DOCUMENT SEGMENT:
--
CoLA natively supports PyTorch, JAX, as well as (limited) NumPy if JAX is not installed. See the paper, repo, and docs.

GPyTorch

A library that implements state-of-the-art scalable Gaussian processes in PyTorch. See the repo, website, and docs. Includes:
(1) SKI/KISS-GP [older but helpful tutorials in Matlab here]
(2) Deep Kernel Learning [older but helpful tutorials in Matlab here]
(3) Stochastic Variational Deep Kernel Learning
(4) Scalable Kernel Learning by Stochastic Lanczos Expansions
(5) Spectral Mixture Kernels [older but helpful tutorials in Matlab here]
(6) SKIP (scaling SKI/KISS-GP to higher dimensions)
(7) LOVE (Constant time predictive distributions)

GP Kernel Learning Tutorials

Tutorials for SKI/KISS-GP, Spectral Mixture Kernels, Kronecker Inference, and Deep Kernel Learning. The accompanying code is in Matlab and is now mostly out of date; the implementations in GPyTorch are typically much more efficient. However, the tutorial material and code is still very useful for anyone wanting to understand the building blocks and practical advice for SKI/KISS-GP, Spectral Mixture Kernels, or Kronecker Inference.

BoTorch

A modern library for efficient, modular, and easy-to-implement Bayesian optimization, based on Monte Carlo acquisition functions, written in PyTorch. See the paper, repo, website, and docs.
--
PROMPT:
Copy the library overview starting at "A library that" and ending after "time predictive distributions)", substituting "MATLAB" for every occurrence of "Matlab".

PROVIDED DATA:
--
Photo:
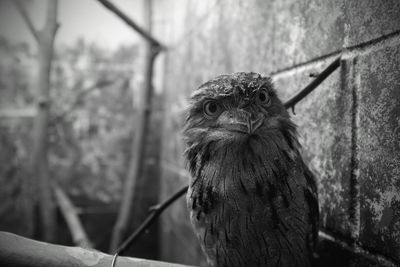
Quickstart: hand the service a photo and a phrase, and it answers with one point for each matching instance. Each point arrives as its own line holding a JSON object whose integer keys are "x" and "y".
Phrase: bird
--
THE RESULT:
A library that implements state-of-the-art scalable Gaussian processes in PyTorch. See the repo, website, and docs. Includes:
(1) SKI/KISS-GP [older but helpful tutorials in MATLAB here]
(2) Deep Kernel Learning [older but helpful tutorials in MATLAB here]
(3) Stochastic Variational Deep Kernel Learning
(4) Scalable Kernel Learning by Stochastic Lanczos Expansions
(5) Spectral Mixture Kernels [older but helpful tutorials in MATLAB here]
(6) SKIP (scaling SKI/KISS-GP to higher dimensions)
(7) LOVE (Constant time predictive distributions)